**Task objective:**
The word to look for is "spot". Report every line of the entries below that has it.

**Records to use:**

###

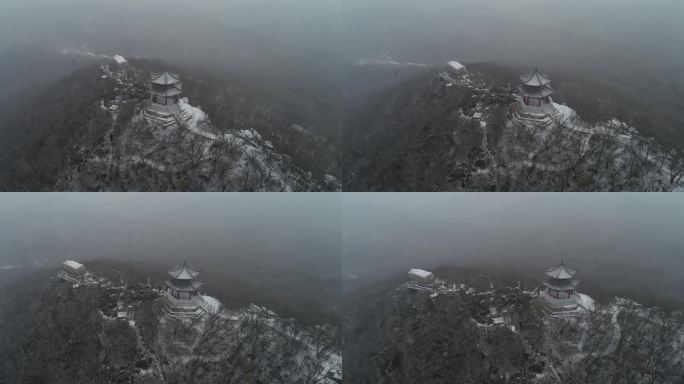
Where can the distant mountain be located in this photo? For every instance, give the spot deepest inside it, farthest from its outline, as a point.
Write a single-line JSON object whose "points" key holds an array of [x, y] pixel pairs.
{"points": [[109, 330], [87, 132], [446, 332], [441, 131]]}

###

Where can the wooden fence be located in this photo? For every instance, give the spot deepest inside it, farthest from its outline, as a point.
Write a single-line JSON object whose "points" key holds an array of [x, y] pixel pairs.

###

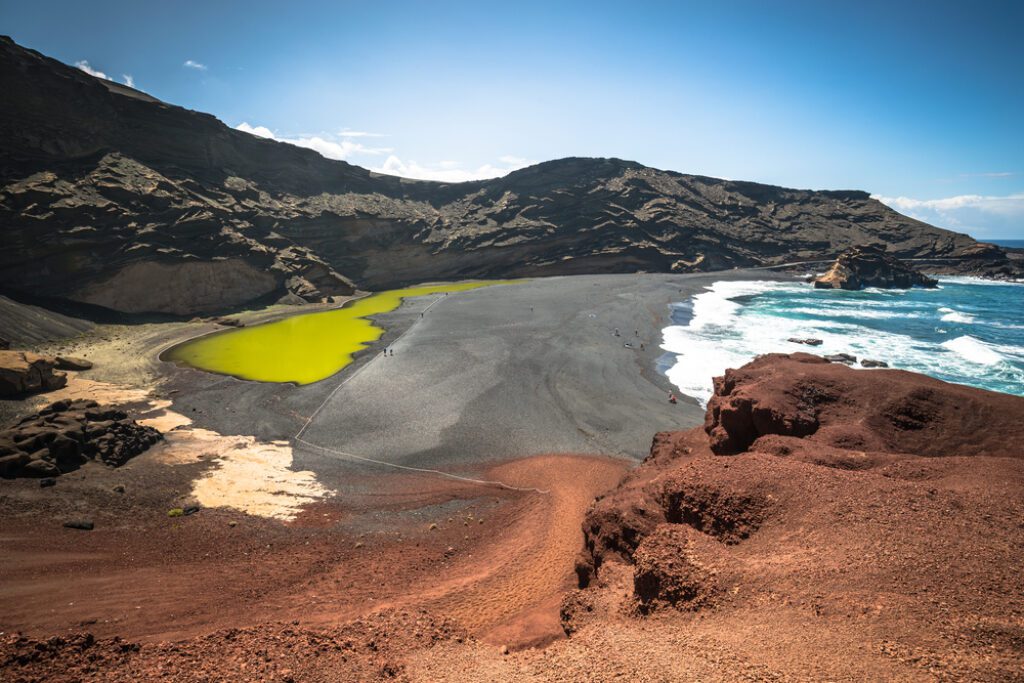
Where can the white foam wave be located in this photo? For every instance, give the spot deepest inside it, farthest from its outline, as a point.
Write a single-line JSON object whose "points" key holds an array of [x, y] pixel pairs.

###

**Reply to the exercise:**
Where can the distant mountain be located in this photo? For every instance, give the spot deepest inside it, farthest from its outline, as a point.
Where can the wooden fence be located in this photo? For every instance, give the spot deepest inside it, farthest from its outline, as a point.
Where can the white foam wave be located in this photo? For every instance, give the spot deepest inside it, farthest from its outline, as a point.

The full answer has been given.